**Information provided**:
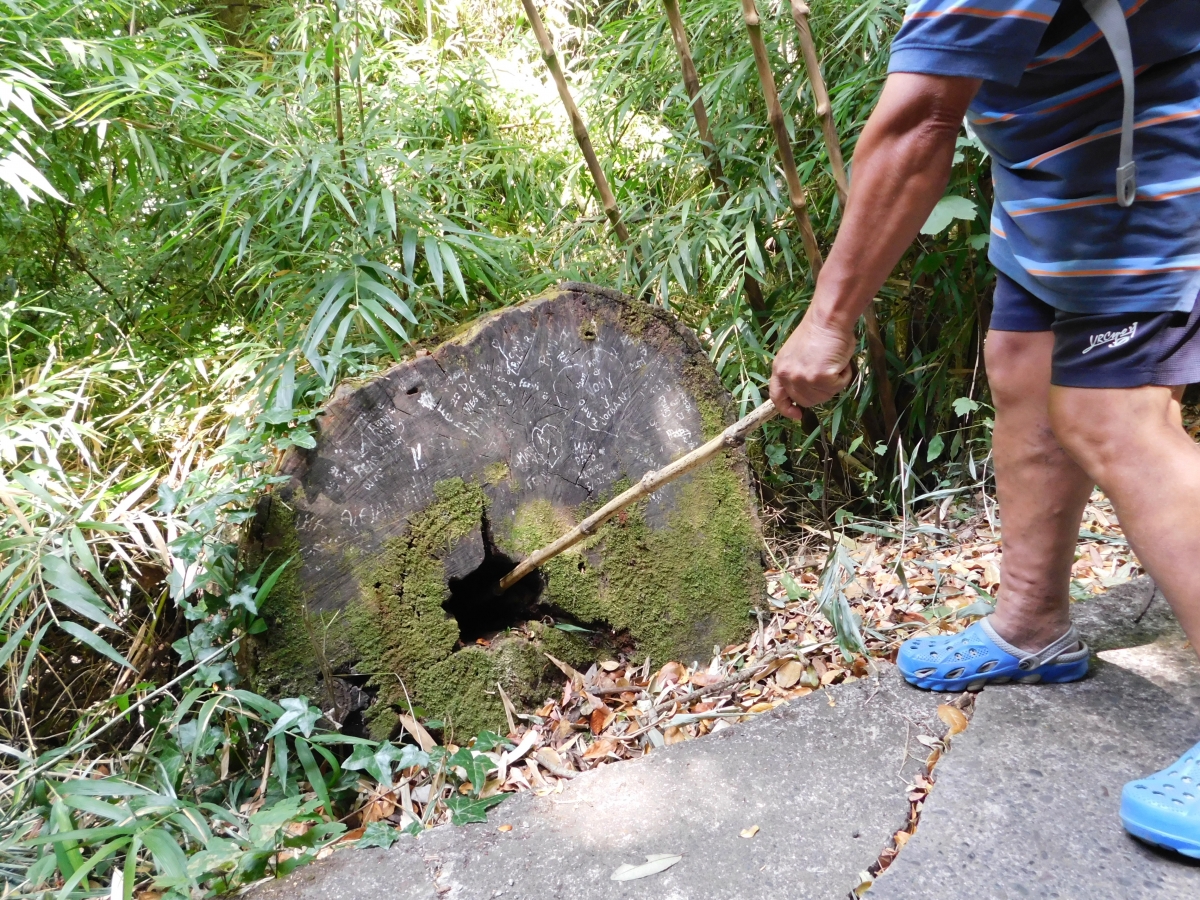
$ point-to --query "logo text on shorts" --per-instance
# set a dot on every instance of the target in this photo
(1113, 339)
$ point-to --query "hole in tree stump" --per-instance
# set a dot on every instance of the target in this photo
(480, 611)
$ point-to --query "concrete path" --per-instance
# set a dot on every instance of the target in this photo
(1025, 802)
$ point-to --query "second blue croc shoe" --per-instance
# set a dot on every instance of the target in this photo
(1164, 809)
(977, 657)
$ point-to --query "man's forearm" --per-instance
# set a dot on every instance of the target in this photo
(900, 169)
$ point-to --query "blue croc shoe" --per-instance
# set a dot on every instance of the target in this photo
(1164, 809)
(977, 657)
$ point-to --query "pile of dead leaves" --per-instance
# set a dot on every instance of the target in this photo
(934, 574)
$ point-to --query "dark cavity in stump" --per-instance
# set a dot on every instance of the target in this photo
(430, 480)
(483, 611)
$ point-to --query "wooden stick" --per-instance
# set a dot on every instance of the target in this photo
(577, 126)
(713, 160)
(783, 142)
(652, 481)
(833, 147)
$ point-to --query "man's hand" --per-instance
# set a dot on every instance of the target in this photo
(901, 166)
(811, 366)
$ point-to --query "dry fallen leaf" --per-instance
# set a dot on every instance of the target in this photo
(789, 675)
(675, 735)
(955, 720)
(600, 749)
(653, 865)
(600, 719)
(671, 673)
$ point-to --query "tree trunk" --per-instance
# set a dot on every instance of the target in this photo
(431, 480)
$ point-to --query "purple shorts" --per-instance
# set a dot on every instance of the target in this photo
(1120, 349)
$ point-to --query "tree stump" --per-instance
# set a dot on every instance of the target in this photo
(431, 480)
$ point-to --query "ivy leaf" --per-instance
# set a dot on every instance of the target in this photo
(245, 598)
(297, 713)
(377, 761)
(489, 741)
(965, 406)
(948, 209)
(377, 834)
(935, 448)
(465, 810)
(475, 765)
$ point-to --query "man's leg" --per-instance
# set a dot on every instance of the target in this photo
(1132, 442)
(1042, 493)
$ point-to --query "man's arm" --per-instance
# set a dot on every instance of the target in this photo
(900, 169)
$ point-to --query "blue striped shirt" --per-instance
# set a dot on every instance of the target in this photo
(1049, 113)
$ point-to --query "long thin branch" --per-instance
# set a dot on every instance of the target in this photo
(649, 483)
(577, 127)
(691, 83)
(783, 142)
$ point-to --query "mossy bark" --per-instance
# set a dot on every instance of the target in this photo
(483, 451)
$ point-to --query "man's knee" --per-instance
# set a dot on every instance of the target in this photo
(1109, 430)
(1018, 365)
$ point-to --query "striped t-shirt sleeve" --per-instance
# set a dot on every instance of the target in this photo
(993, 40)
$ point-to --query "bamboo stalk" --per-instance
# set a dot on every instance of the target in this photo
(577, 127)
(783, 142)
(712, 159)
(821, 99)
(691, 83)
(833, 147)
(651, 481)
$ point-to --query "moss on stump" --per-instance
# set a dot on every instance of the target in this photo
(432, 479)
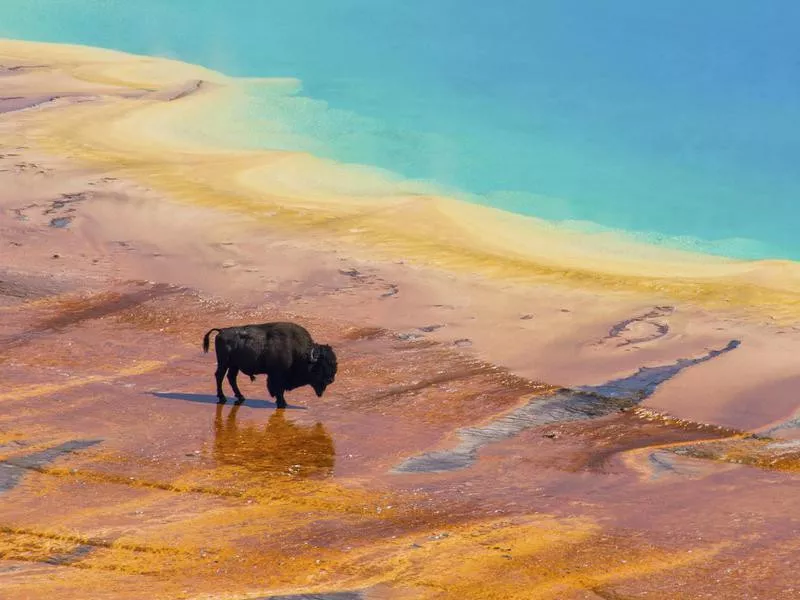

**Do this**: Rewrite the lines above, substituting "place a marker" for every occurrence of "set a dot" and leaving everything else unchanged. Omit the pictures from the result.

**Exercise solution**:
$ point-to --query "logo text on shorts" --per-instance
# place a marker on every instance of the target in this photo
(1113, 339)
$ point-to --query "hole in tree stump" --per-instance
# place a marker on every instance of the target in this photo
(480, 611)
$ point-to --query "concrete path" --per-instance
# place a marker on every instance of the target in this photo
(1025, 802)
$ point-to --query "second blue croc shoe" --per-instance
# place a marker on every instance of the target in this photo
(1164, 809)
(977, 657)
$ point-to --query "man's forearm" --per-instance
# place a marker on every instance of the target in this photo
(900, 169)
$ point-to --query "blue croc shoe" --per-instance
# place a marker on every instance of the target in this photo
(1164, 809)
(977, 657)
$ point-to --query "pile of dead leaves" --per-instance
# place a marker on every instance of the target in this photo
(934, 574)
$ point-to --query "dark cavity in stump" --per-instance
# place a marker on every instance of the target in this photo
(430, 480)
(483, 611)
$ point-to --query "wooden stick" --per-instance
# place a marker on every instance of the target in this photo
(577, 126)
(713, 160)
(783, 142)
(652, 481)
(833, 147)
$ point-to --query "man's hand" --per-instance
# place a marker on every instance of the target in this photo
(901, 166)
(811, 366)
$ point-to --query "dry fallen leaf" --per-instance
# place a marker on every instance of the target in this photo
(789, 675)
(675, 735)
(955, 720)
(600, 749)
(653, 865)
(600, 719)
(671, 673)
$ point-to --query "tree trunk" --per-instance
# place a marker on every instance of the target in this photo
(431, 480)
$ point-to --query "purple shorts" --per-instance
# place a marker on every instance of the target in this photo
(1120, 349)
$ point-to --query "tree stump" --per-instance
# place a marker on every instance of the target in this photo
(431, 480)
$ point-to --query "ivy leaf" --per-instance
# place a marker on every instance of the target in this photo
(245, 598)
(297, 713)
(377, 761)
(489, 741)
(965, 406)
(948, 209)
(377, 834)
(935, 448)
(465, 810)
(475, 765)
$ point-to --query "man's leg" --per-instance
# place a marker on every instance of the target in this photo
(1132, 442)
(1042, 493)
$ point-to --query "man's arm" --per-instance
# place a marker on every instance of the target in this photo
(900, 169)
$ point-to --query "blue striped shirt" --per-instance
# place a marker on every instance of the target in this photo
(1049, 113)
$ point-to --query "long thin branch" --per-instance
# place a marker on every instance of the target in this photo
(649, 483)
(577, 127)
(691, 83)
(783, 142)
$ point-to --query "mossy bark" --per-instance
# place a marker on every instance of the target in this photo
(483, 451)
$ point-to --query "man's knee" --per-instance
# place a marker on every instance of the target in this photo
(1109, 430)
(1018, 365)
$ point-to --query "striped t-shirt sleeve" --per-instance
# place a marker on every instance of the target in this photo
(993, 40)
$ point-to --query "bamboo stalk" --per-instance
# place a marker on every instance of the target in this photo
(577, 127)
(783, 142)
(712, 159)
(821, 99)
(691, 83)
(833, 147)
(651, 481)
$ point-to --query "moss on stump" --per-instance
# place a marker on every instance of the target in this photo
(432, 479)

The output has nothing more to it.